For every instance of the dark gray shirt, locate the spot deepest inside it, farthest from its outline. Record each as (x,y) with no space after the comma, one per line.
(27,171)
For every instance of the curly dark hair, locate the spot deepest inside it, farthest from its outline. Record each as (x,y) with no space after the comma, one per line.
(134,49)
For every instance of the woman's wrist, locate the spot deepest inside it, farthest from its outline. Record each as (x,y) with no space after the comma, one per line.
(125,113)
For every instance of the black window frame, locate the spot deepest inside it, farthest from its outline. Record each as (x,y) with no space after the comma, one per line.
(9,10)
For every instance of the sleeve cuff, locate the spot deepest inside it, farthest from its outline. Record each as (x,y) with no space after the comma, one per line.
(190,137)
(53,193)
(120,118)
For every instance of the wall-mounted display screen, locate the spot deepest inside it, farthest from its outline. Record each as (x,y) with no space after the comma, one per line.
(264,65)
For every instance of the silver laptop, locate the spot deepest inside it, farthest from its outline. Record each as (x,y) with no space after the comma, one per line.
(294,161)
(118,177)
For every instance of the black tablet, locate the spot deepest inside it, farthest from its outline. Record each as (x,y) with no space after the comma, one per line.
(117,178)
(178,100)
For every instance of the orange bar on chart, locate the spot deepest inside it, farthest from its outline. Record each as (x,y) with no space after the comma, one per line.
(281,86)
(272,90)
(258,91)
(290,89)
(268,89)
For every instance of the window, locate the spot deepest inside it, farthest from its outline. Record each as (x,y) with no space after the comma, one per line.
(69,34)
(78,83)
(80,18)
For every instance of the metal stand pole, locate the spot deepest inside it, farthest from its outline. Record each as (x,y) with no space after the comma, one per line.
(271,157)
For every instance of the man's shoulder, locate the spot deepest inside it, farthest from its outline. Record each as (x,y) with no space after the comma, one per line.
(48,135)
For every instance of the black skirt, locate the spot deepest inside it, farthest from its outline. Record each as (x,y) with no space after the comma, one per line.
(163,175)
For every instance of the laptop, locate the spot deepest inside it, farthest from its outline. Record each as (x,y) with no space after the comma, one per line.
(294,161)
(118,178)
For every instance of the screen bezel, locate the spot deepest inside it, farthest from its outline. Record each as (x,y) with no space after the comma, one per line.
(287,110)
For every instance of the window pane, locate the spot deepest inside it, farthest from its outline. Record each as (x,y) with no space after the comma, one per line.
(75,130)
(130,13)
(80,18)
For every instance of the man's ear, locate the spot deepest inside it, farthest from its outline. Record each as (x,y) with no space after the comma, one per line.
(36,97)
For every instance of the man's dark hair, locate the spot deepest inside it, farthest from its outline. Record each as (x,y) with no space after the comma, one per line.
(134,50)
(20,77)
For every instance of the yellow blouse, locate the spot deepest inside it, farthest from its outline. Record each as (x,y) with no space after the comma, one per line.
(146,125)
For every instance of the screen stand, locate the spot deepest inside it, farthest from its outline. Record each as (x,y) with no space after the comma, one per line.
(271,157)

» **Exercise instructions**
Rewrite every line from the one containing "For every instance of the man's dark" through the end of the listing, requests included. Scale each answer coordinate by 1.2 and round it to a whole number, with halves going up.

» **Finished exercise**
For every instance of the man's dark hair, locate the spot deepest inside it, farthest from its outline. Record each as (x,y) with no space after the comma, one per line.
(161,60)
(24,92)
For every instance of the yellow blouse, locate the spot deepest inside it, farthest from its outline. Record each as (x,y) with no space after the comma, one per line.
(175,150)
For every instance of the screen stand, locate the spot deepest inside it, farthest from its outline. Record each as (x,y) with no space after the comma, one per line.
(325,188)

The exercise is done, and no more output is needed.